Write out exactly the lines below that run from the line containing "Where can you spot the white court" through the last line of the records.
======== RECORDS TO USE ========
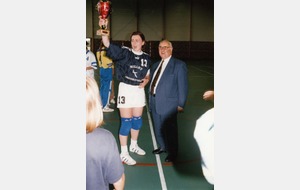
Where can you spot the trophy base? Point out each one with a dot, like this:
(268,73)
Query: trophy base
(102,32)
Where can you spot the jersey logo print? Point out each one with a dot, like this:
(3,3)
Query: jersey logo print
(143,62)
(134,73)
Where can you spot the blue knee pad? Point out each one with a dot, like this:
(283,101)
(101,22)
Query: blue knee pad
(137,123)
(126,124)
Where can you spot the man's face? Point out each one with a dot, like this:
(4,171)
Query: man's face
(165,50)
(104,9)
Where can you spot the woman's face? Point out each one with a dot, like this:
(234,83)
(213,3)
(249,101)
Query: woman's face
(137,43)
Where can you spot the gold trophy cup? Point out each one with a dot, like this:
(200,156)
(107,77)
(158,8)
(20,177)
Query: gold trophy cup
(104,10)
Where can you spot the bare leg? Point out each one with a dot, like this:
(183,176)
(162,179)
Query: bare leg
(125,113)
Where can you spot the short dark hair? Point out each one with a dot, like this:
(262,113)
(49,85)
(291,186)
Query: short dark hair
(138,33)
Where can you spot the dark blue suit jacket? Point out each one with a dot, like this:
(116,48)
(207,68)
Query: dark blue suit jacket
(172,88)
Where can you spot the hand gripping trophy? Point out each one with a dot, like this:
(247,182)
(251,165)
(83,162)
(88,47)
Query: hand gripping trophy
(104,10)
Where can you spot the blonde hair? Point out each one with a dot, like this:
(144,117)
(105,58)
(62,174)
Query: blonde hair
(94,114)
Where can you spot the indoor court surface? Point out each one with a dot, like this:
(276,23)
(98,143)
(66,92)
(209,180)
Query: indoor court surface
(151,171)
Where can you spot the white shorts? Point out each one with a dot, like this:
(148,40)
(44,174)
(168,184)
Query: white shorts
(130,96)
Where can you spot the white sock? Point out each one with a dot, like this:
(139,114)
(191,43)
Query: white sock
(124,149)
(133,142)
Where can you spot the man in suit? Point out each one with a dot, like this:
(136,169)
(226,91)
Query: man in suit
(168,94)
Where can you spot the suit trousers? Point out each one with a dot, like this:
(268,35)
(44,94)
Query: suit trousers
(166,129)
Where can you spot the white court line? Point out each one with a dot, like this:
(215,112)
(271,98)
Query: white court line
(159,166)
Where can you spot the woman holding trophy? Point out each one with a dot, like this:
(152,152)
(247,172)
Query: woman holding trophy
(132,71)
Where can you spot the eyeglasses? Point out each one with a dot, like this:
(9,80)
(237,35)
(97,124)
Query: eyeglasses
(163,47)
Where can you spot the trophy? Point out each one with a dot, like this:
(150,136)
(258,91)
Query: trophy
(104,10)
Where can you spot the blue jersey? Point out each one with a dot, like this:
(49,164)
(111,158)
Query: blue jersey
(130,68)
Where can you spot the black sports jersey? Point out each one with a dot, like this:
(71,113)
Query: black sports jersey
(130,67)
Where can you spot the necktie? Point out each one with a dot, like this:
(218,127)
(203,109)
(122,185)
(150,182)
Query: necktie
(155,78)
========
▶ COMPLETED TASK
Where can you spot the white court line? Point out each one with a dot, like this:
(215,112)
(271,98)
Query: white court line
(159,166)
Where can you spot the woman holding trophy? Point out each one with a dot, like this:
(152,152)
(247,172)
Query: woman holding trophy
(132,71)
Where can you spot the eyeglasses? Point out each one with a dot, like this:
(9,80)
(237,35)
(97,124)
Query: eyeglasses
(163,47)
Where can you spot the trophy? Point out each one with a dot, like this:
(150,136)
(258,91)
Query: trophy
(104,10)
Where can you spot the blue jersey? Point out each one with a dot, like this:
(49,164)
(111,158)
Query: blue jersey
(130,68)
Where can you spot the black sports jersey? Point out each one with a dot, like this:
(71,113)
Query: black sports jersey
(130,67)
Where can you spot the necktie? Point out each one with a dot, like this:
(218,127)
(203,109)
(122,185)
(150,182)
Query: necktie
(155,78)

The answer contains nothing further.